* _READING TEXT_
[Start of Attachment]

Had big realization today and a big F***you to ED moment so decided to set aside time to write it so if my motivation gone tomorrow I have something to look back on.
Basically what happened today is same old fears kept up and got me scared and then started triggering my ED. Then I went to doctor…and my pulse was only 38….so I got an EKG and bloodwork. Then doc let me know my heart shows a potential blockage..whcih may or may not be life threatening…and all of this it got me scared, it got me to stop and think, and it woke me back up to recovery. Even moreso than before latest wane of motivation.
You see my dad died suddenly from a heart arrhythmia and I got scared maybe I could too. And the first thing I was scared about was not being able to become an ED therapist/nutritionist. Not fulfill what I feel is my calling.
That’s when reality hit. I realized I’ve been holding myself back from full recovery. Any time I do even a small behavior like a food ritual…it’s ED…and anytime I feed ED, I starve my chances of full recovery and my dream. AND any time I feed ED, I starve myself…and hurt my already hurt body. It’s not okay and it’s not fair and reality is only I CAN CHANGE IT.
If I am tired of all these doctors, if I want to avoid all these medical bills, if I want to freaking be free then I just start choosing freedom. The end. No questions. No excusable ED behaviors. No flaunting that I have stuck to a meal plan and calling that recovery. It's time to start making the hard choices, facing the food fears. I don't need a nutritionist to do it. I know how to do it. A nutritionist would just give me "permission." But I'm not a kid, I don't need permission, I just need to trust myself, trust God, and do what's right.
While I was at gym I started to really think this all through and figure out what is holding me back and I came to a realization I have been avoiding. Part of me is holding me back from full recovery, facing fear foods and such, because in a way it’s moving on from my dad’s death. I know..this is going to sound absurd, but I think a small part of me wants to stay disordered while still doing meal plan because I have this weird hope my dad will send me to rehab again. But I have to face reality. He isn’t here, he isn’t coming back, and holding back my recovery would only crush him. The best thing I can do to in a way bring him back to life is to fight for my life and my dream.
I know it sounds silly….to think a dead man would come back and send me to treatment, but he isn’t going to and actually it’s a good thing. Because the reason I want to be sent to treatment is so I don’t have to do the work. Treatment is easy. Treatment puts the weight on me so I can get back out in a healthy place and be left to relapse in peace without docs being scared. That’s what treatment has become for me. But reality is treatment isn’t an option right now. Financially, timewise, and dream wise. Because it won’t allow me to actually recover. I lost sight of that reality and of my original goal: to recover completely outpatient to prove it can be done and to use my story and experience, my sweat and tears, to help others.

[End of Attachment]

* _PROVIDED MATERIAL_
[Start of Attachment]

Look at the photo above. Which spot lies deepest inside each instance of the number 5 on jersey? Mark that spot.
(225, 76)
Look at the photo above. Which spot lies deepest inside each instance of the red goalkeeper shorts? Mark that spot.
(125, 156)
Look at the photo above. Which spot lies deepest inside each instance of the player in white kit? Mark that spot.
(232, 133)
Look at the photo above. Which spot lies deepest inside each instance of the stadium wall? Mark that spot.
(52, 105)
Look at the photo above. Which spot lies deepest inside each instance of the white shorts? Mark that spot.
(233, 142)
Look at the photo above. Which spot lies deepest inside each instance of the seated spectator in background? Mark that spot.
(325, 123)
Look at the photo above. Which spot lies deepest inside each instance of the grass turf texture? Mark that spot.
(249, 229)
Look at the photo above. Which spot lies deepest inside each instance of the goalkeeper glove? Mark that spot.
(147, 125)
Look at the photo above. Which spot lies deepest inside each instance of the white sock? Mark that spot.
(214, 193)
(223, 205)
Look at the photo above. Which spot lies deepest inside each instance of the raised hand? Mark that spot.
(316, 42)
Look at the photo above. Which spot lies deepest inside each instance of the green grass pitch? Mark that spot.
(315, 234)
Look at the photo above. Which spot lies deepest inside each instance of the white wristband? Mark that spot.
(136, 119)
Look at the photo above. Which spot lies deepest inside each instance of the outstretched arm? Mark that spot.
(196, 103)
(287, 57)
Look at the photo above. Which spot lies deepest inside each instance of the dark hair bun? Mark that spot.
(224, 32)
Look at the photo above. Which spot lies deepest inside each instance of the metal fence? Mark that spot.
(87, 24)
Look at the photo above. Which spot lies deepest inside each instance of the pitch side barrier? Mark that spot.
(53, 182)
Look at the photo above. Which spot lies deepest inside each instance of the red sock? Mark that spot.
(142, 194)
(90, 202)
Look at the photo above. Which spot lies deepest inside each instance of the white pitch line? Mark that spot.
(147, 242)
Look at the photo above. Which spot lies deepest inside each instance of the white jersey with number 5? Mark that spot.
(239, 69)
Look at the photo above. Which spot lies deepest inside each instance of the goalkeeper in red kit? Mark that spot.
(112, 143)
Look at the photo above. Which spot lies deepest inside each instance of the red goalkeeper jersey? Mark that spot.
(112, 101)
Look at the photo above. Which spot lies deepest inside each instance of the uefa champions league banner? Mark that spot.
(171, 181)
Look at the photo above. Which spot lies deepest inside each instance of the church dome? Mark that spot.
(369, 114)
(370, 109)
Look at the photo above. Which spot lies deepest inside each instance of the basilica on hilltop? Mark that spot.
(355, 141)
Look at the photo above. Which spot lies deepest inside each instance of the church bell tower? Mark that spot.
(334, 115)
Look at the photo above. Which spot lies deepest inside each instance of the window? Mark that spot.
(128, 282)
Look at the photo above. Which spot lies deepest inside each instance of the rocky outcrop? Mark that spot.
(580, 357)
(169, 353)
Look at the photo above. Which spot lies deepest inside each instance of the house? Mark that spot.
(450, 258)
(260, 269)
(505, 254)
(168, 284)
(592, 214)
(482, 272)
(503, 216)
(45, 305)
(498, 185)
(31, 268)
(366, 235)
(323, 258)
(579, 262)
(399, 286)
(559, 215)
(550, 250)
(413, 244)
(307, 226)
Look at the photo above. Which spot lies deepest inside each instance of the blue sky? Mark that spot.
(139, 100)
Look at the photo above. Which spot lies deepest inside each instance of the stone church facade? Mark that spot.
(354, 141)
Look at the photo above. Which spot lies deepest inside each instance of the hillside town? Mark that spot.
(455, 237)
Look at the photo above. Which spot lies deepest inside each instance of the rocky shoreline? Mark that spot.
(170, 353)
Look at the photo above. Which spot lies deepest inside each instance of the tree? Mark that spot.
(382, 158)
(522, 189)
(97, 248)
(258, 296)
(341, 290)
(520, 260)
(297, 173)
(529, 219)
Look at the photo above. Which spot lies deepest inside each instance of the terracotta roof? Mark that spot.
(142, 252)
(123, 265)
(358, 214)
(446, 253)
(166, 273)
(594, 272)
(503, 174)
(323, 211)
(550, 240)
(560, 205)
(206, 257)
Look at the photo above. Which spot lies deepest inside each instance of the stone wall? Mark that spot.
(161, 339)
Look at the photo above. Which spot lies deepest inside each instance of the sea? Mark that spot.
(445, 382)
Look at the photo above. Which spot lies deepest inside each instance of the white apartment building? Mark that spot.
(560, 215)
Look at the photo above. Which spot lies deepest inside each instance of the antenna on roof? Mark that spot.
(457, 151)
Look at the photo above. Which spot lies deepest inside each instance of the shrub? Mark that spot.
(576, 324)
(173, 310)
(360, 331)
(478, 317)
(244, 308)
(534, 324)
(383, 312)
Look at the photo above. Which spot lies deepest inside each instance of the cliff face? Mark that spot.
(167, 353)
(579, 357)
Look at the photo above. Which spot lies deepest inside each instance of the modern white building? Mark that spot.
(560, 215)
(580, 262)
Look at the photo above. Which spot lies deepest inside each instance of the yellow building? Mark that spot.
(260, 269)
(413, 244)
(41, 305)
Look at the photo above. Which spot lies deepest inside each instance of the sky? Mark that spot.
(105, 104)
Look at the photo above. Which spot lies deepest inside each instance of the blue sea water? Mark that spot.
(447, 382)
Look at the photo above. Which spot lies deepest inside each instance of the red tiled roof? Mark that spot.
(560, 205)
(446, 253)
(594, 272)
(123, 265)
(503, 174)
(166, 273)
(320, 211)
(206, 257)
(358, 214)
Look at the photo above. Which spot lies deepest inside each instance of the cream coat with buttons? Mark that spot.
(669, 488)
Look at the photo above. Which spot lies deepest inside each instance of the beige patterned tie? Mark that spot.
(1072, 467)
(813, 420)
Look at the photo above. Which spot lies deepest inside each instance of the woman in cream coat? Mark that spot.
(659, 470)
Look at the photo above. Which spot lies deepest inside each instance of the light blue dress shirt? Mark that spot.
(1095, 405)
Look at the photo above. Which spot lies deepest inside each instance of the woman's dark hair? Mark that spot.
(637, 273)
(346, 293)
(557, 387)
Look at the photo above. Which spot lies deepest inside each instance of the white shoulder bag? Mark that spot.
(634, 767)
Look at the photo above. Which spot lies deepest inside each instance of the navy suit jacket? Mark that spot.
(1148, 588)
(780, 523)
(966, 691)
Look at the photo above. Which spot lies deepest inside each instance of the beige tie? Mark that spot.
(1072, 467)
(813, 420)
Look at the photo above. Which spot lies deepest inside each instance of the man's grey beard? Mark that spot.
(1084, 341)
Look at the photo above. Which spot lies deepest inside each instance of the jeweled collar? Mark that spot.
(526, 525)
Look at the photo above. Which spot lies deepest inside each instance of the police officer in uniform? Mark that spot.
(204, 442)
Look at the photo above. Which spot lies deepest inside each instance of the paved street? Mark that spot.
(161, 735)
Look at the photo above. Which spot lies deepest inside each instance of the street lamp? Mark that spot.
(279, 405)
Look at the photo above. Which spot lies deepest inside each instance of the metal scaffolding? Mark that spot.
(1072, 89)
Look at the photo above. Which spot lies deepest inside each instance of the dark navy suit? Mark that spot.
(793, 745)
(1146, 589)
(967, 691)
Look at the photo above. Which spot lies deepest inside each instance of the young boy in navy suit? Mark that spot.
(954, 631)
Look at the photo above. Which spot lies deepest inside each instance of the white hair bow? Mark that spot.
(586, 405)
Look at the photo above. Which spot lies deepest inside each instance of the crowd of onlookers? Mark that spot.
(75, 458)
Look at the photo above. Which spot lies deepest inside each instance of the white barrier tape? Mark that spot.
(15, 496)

[End of Attachment]

* _PROBLEM SET_
1. How would you render this sentence from the recovery post in Spanish: "He isn't here, he isn't coming back, and holding back my recovery would only crush him."
2. Can you resume the recovery post after its final sentence, in the same voice?

* _ANSWERS FOR EACH ITEM_
1. Él no está aquí, no va a volver, y frenar mi recuperación solo lo destrozaría.

2.
So here is reality. Only I CAN SAVE ME. No one is going to sweep in and save me, I’m not going to be shipped off to treatment. NO! I am going to have to do the hard work, make the hard choices, and finally once and for all, choose recovery for me. EVERY DAY. EVERY MEAL. No matter the fear. I just have to do it. To choose life.
Papers don’t just write themselves and people don’t just wake up recovered. It takes work. It takes choices. If I want normal life, it’s gonna mean pushing myself. Maybe some of my colleagues only have to overcome grad school to become therapist, I just have an extra course to complete…it’s called kick ED’s Ass Class, but with the strength of God I can and will do it.
If I am scared to eat earlier I have to do it anyway. If I am craving a fear food, that is one I will do. When ED screams to workout more, I will leave gym. I will be open and honest with my team and recovery coach and lay it all out there (like I have been doing) and take and implement whatever they tell me. This is how I am going to recover, this is how I am going to live, and this is the ONLY way my dream will come true. If I DO IT.
I honestly think this is why my dad didn’t send me to rehab again my senior year of college. He knew it wasn’t working and knew I would have to do this the slow, long, hard way outpatient as much as he wished he could get me a quick fix. And it was hard for him to watch as I started to do that and dealt with all the emotions. But he knew I could do it. Now I must take the torch he bore and believe in myself, knowing I can do it.
Because I can’t keep going the way I am. I can’t be driven by fear anymore. I am ready to be driven by my dream.